=== Dataset records ===
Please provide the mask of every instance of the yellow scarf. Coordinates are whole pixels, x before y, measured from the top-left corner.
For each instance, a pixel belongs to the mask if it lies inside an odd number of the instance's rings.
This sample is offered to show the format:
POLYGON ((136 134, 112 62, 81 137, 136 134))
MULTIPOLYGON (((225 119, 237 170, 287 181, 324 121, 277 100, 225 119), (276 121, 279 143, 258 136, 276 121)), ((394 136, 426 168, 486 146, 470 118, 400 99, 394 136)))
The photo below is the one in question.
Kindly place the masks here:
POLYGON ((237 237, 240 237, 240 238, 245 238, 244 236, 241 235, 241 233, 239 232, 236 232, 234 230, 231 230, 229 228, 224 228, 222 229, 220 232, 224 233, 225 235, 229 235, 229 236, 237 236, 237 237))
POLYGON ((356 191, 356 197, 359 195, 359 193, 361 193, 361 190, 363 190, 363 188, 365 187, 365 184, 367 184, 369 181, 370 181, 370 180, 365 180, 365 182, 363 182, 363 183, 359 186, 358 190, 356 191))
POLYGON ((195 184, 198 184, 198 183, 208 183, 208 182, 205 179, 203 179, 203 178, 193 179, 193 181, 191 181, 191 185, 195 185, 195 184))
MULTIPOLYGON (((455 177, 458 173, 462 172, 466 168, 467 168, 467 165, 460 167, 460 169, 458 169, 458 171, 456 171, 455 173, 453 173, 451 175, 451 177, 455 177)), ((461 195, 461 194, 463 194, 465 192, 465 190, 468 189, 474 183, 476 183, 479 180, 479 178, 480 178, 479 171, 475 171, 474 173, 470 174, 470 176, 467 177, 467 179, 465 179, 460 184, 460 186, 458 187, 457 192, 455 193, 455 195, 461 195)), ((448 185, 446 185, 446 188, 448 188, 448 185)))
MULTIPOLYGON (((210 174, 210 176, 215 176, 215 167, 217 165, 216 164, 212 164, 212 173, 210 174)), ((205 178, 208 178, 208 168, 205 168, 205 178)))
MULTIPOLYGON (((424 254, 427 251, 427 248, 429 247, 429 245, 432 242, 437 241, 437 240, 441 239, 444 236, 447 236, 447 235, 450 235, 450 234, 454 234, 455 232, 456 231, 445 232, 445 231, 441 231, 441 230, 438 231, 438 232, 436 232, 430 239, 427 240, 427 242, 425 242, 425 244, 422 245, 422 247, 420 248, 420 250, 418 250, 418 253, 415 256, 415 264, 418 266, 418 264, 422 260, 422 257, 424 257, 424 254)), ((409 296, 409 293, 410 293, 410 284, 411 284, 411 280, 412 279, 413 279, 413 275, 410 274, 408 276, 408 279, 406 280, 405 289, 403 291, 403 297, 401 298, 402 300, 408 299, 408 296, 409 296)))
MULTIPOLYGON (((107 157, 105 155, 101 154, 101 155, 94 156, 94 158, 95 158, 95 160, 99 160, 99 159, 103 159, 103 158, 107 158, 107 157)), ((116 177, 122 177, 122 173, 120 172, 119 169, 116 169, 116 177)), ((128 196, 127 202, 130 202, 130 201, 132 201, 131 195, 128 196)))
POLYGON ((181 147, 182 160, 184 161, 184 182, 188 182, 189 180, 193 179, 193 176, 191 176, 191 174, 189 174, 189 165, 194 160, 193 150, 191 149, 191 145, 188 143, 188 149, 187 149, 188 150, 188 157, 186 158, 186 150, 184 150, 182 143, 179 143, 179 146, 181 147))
===
List every line above that contains the word "instance".

Please provide the mask of every instance of the yellow scarf. Coordinates are whole pixels, x before y, measured from the top-left corner.
For each instance, a pixel belongs to the mask if it lies inside an odd number of the instance's rings.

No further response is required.